◆ YOUR INSTRUCTIONS ◆
Count the lines in the records below that contain the string "User", treating uppercase and lowercase as different, and reply with only that number.

[Items from a labeling collection]

--- --- ---

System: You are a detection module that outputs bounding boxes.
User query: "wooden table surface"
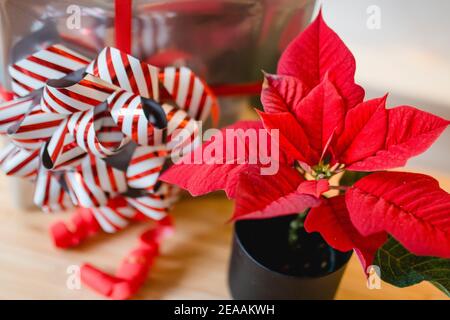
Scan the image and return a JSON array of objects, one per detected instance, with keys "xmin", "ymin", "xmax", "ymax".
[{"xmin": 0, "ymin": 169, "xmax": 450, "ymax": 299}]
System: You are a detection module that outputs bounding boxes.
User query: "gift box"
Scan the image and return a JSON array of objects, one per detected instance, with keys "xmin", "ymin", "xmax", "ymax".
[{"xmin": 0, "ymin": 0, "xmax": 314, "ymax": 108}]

--- --- ---

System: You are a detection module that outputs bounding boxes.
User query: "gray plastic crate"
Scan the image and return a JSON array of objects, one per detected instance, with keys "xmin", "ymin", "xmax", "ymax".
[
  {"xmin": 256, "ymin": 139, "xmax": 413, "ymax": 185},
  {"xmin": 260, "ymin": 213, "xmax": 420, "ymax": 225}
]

--- --- ---

◆ COMPLETE RESPONSE ◆
3